#### What this task involves:
Please edit the part that opens with the line containing "find grass field" and closes with the line containing "76,1 -> 464,190", replacing "sea water" with "ocean water" and changing nothing else. Give back only those rows, without the pictures.
-- START Materials provided --
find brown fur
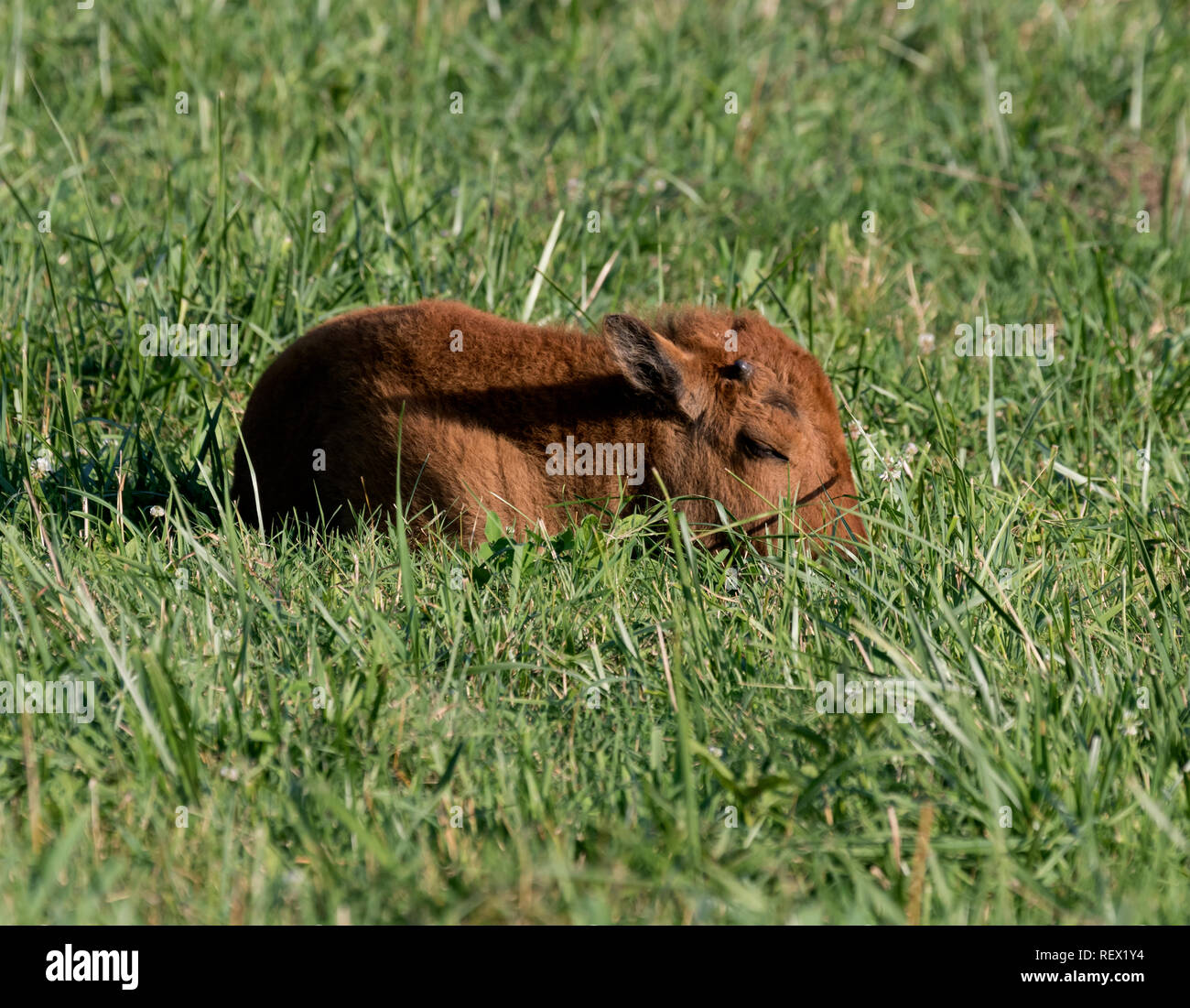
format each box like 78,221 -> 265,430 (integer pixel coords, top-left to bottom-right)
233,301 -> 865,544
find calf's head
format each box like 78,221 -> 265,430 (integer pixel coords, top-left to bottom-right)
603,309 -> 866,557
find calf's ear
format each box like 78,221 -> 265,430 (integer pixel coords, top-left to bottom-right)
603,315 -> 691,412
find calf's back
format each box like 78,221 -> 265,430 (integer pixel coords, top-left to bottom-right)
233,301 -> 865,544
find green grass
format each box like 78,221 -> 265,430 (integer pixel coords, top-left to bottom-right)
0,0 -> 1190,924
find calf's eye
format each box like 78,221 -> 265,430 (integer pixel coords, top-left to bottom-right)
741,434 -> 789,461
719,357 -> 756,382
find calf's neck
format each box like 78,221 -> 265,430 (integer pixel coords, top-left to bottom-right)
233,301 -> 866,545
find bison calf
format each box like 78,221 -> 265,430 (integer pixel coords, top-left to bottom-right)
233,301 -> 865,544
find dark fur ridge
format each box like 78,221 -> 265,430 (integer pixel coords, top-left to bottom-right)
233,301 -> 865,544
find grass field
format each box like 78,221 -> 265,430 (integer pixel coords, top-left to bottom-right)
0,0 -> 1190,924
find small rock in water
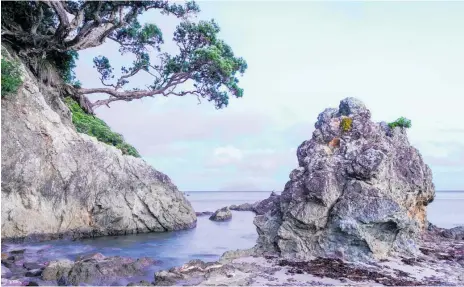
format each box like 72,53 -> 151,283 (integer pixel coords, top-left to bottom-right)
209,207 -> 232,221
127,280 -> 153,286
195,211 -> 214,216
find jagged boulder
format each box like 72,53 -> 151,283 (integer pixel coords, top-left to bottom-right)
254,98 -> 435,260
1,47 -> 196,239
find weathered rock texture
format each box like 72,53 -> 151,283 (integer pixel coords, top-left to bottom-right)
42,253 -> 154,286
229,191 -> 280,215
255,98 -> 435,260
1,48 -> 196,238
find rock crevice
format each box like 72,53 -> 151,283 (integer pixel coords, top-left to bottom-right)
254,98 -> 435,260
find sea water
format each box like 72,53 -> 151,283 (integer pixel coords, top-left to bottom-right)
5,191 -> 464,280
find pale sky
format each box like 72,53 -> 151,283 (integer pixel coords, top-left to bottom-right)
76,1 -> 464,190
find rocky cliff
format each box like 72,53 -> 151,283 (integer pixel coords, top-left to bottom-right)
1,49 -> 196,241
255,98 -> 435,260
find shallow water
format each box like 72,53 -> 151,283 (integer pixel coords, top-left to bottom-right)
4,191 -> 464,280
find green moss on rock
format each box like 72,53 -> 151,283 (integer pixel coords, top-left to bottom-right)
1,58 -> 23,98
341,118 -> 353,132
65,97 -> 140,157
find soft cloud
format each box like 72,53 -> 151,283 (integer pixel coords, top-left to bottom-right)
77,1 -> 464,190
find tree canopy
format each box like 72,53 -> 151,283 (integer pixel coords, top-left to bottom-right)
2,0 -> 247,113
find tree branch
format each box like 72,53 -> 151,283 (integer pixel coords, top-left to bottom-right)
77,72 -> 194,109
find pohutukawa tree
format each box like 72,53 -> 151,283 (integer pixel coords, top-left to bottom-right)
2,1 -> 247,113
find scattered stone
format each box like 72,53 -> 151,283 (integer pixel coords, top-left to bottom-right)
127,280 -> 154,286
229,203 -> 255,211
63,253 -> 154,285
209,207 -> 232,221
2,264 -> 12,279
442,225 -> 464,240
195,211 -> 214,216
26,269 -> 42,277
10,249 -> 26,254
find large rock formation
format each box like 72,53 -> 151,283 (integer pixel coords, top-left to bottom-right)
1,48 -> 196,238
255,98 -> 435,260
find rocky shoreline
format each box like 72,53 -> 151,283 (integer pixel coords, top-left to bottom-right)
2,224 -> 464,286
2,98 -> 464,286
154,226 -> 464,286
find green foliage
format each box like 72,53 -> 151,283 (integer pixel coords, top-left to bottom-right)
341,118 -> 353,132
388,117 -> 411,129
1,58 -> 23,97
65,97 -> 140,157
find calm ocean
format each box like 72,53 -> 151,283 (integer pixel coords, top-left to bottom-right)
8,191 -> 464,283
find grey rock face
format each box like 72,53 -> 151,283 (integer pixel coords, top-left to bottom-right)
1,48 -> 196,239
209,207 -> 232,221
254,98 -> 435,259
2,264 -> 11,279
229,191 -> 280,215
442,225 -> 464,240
-- END Materials provided --
#### Final result:
find grass field
format each box like 78,221 -> 265,430 (integer pixel coords, top-left to bottom-right)
0,0 -> 1190,924
find small rock in water
format each box like 72,53 -> 151,283 (integer pixel coords, top-left to bottom-right)
209,207 -> 232,221
127,280 -> 153,286
195,211 -> 214,216
find jagged boulder
format each box like 72,53 -> 151,283 (integer pixel coords, top-left to bottom-right)
254,98 -> 435,260
1,47 -> 196,239
find weathered rock texture
format each box like 72,53 -> 151,283 (integer pixel coords, top-left to bottom-right)
42,253 -> 154,286
229,191 -> 280,215
255,98 -> 435,260
1,48 -> 196,238
find rock crevice
format each box like 72,53 -> 151,283 (integer pixel coords, top-left to bottom-right)
254,98 -> 435,260
find ocean water
format each box like 72,53 -> 151,283 (integer pixel coords, top-left to bottom-right)
5,191 -> 464,280
find pale sky
format each box like 72,53 -> 151,283 (integer pixel coords, top-left to bottom-right)
76,1 -> 464,190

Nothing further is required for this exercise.